Exercise: Render every line of the records below as a JSON list of strings, one string per line, omitting blank lines. Leave the pictures out.

## START Records shown

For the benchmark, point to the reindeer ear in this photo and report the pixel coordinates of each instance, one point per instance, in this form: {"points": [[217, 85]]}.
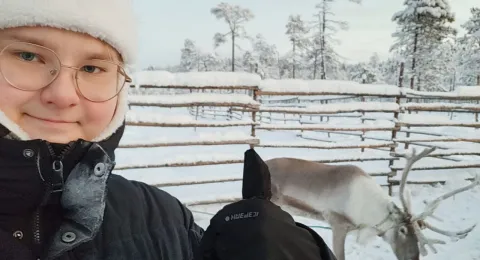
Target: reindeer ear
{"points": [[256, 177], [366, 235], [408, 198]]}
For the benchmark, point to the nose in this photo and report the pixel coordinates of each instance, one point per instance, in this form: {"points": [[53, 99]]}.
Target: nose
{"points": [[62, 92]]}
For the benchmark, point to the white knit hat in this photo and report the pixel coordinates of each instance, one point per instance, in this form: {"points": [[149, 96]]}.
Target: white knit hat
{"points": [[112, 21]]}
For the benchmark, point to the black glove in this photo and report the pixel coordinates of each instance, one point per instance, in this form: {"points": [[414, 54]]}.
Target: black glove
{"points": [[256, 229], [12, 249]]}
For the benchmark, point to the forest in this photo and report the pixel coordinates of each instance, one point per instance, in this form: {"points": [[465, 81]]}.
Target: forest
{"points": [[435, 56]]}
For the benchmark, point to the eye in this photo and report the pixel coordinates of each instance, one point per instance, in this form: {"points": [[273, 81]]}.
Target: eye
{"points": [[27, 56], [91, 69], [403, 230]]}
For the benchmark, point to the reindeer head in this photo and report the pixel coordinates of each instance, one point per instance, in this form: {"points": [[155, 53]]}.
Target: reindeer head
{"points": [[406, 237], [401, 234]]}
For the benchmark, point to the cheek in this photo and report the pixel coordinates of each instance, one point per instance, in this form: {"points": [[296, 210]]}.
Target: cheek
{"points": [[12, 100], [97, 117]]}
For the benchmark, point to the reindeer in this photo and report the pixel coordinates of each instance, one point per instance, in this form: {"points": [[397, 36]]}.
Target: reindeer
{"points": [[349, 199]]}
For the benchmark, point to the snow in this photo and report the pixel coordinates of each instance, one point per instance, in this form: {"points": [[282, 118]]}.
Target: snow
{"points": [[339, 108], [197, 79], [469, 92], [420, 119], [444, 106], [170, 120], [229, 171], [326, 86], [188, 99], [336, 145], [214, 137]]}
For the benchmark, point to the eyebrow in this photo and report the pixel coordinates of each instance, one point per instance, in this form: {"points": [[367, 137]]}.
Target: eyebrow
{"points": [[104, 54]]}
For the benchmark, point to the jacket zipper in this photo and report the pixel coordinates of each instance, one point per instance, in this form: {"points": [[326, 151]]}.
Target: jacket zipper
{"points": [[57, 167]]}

## END Records shown

The reply:
[
  "For the benchmark, point to the reindeer ear in this photo and report the pixel coordinates of each instance, one point per instance, in this form: {\"points\": [[217, 85]]}.",
  "Target: reindeer ear",
  "{\"points\": [[256, 177], [366, 235], [408, 198]]}",
  "For the benchmark, point to the nose in this photo and report the pixel coordinates of each instance, one point per instance, in this form: {\"points\": [[53, 99]]}.",
  "Target: nose",
  "{\"points\": [[62, 92]]}",
  "For the benchmark, point to the white knit hat in this photo and report the pixel coordinates of each instance, one point per instance, in this form: {\"points\": [[149, 96]]}.",
  "Target: white knit hat",
  "{\"points\": [[112, 21]]}",
  "For the benchmark, point to the black glove in this photo and report the pixel coordinates of each instance, one point per instance, in this form: {\"points\": [[414, 54]]}.",
  "Target: black glove",
  "{\"points\": [[256, 229], [12, 249]]}",
  "For the benchmark, point to the forest in this photo and report the pixel coordinates of each instance, one point per instance, in this form: {\"points\": [[465, 81]]}.",
  "Target: forest",
  "{\"points\": [[435, 56]]}",
  "For the benchmark, point to the eye in this photo and report the pixel coordinates of each instance, one point per instance, in this form: {\"points\": [[273, 81]]}.",
  "Target: eye",
  "{\"points\": [[27, 56], [91, 69], [403, 230]]}",
  "For the benchmark, point to the reindeer head in this photo and report the pixel coordinates of each instance, one point per instance, in this form: {\"points\": [[155, 53]]}.",
  "Target: reindeer head",
  "{\"points\": [[406, 237], [401, 234]]}",
  "For the benchmark, point to the cheek in this photo and report the pixel coordinates of each instance, one point per instance, in this form: {\"points\": [[296, 210]]}.",
  "Target: cheek",
  "{\"points\": [[12, 100], [97, 117]]}",
  "For the benchmark, point to the reindeer in this photo and report the pixel coordinates of each instance, one point per instance, in this form: {\"points\": [[397, 36]]}.",
  "Target: reindeer",
  "{\"points\": [[349, 199]]}",
  "For the benchmark, point to the snow in this photo and report the pixel coordinates of each instance, one point per instance, in this form: {\"points\": [[282, 118]]}.",
  "Target: snow",
  "{\"points\": [[339, 108], [197, 79], [469, 92], [420, 119], [444, 106], [170, 120], [229, 171], [326, 86], [188, 99], [336, 145], [214, 137]]}",
  "For the benchmark, point to the eyebrow in this photo and report the pixel coordinates of each instance, one point per instance, in this form: {\"points\": [[367, 137]]}.",
  "Target: eyebrow",
  "{\"points\": [[104, 54]]}",
  "For the benchmark, point to the jacket zipper in this photo and report the pixel coordinates of each instance, one point per instance, in this form: {\"points\": [[326, 151]]}.",
  "Target: jacket zipper",
  "{\"points\": [[57, 167]]}"
]